[Coordinate annotation records]
* start *

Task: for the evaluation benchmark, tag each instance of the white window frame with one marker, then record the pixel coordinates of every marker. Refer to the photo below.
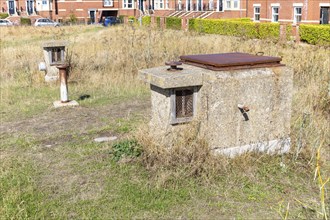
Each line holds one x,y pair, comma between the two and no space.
231,5
228,4
189,4
179,5
296,15
159,4
256,13
235,4
275,14
128,4
108,3
218,5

* end *

#### What is needed:
Reproduce every line of the listing, requests included, but offset each coordinate in the answers by -119. Omit the pictures.

#### Written response:
Task: for the evaluation benchmark, tag each instance of the white window frame with one marker, then record the pixel coordinates of every marker. Refer to the photo below.
Each line holds one x,y pair, comma between the two and no space.
112,-114
109,-115
70,-115
60,-114
177,-104
40,-115
137,-106
116,-115
156,-105
9,-115
-11,-116
99,-114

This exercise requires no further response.